→ Required action
Everything from the line containing "building accordingly, writing one line per instance." through the line containing "Each instance receives a single keypoint. Tag the curved" should be repeated exactly, and nothing else from the data.
————
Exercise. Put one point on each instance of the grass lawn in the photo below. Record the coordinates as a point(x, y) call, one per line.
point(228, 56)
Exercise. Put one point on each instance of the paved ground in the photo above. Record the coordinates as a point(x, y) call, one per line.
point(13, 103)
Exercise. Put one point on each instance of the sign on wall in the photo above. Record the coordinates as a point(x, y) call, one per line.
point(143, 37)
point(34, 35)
————
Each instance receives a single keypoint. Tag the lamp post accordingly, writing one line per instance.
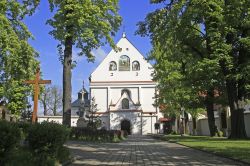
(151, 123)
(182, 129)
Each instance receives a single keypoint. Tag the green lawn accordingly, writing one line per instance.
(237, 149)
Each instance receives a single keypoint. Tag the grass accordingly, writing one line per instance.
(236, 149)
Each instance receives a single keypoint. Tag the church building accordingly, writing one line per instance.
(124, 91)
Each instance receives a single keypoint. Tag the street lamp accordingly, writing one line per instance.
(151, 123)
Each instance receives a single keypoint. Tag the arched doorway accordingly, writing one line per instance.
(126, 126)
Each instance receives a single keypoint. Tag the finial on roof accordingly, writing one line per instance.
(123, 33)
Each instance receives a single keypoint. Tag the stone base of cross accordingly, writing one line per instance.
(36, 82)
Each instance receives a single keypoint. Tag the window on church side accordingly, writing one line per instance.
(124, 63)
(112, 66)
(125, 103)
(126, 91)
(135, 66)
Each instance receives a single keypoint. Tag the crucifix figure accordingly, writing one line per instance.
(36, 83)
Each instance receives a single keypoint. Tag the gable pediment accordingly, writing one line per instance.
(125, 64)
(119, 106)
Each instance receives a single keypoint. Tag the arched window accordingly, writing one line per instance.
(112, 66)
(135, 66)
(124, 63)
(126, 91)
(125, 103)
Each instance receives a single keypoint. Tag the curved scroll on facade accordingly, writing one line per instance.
————
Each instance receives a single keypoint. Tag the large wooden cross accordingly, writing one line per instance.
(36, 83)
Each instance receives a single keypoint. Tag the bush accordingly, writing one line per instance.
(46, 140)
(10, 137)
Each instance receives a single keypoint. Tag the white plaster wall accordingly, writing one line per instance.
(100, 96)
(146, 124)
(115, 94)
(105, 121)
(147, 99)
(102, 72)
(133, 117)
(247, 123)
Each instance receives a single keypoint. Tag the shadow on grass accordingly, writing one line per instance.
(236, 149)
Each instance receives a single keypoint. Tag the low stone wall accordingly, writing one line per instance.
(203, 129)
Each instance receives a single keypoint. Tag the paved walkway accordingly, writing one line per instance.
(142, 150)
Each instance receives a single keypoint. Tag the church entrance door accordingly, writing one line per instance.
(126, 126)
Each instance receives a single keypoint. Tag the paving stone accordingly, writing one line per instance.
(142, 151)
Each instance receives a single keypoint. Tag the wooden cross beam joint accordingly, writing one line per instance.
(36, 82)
————
→ Worked solution
Each instance receives a single keypoint. Tag the church building accordingly, writing one line per instance.
(124, 91)
Each instance receives a single keypoint. Tag the street lamp accordingly, writing one line per instance.
(151, 123)
Each instance receives a single keypoint. Tag the arched doorway accordingly, writing one line per instance.
(126, 126)
Each instance receives a single keypoint. Tag the finial on roof accordingly, writing one line per instance.
(123, 33)
Each instance receives a single keypoint. Tag the stone base of cross accordingly, writing one line per instance.
(36, 82)
Each instance receives a single keypoint. Tag the window on church side accordingly, writing one line per instance.
(124, 63)
(112, 66)
(125, 103)
(126, 91)
(135, 66)
Each instance receives a single keypoint. Tag the crucifix figure accordingly, writing one line per instance.
(36, 83)
Each instance receives a single keypoint. Tag the gable pediment accordingly, writing one line per instance.
(125, 64)
(119, 106)
Each instance receives a single keypoint. Tag the arched window accordingly, writing one line per instance.
(112, 66)
(135, 66)
(124, 63)
(126, 91)
(125, 103)
Each instance receives a single keypoint. Tag the curved scroll on facade accordingly, writing one line per instance.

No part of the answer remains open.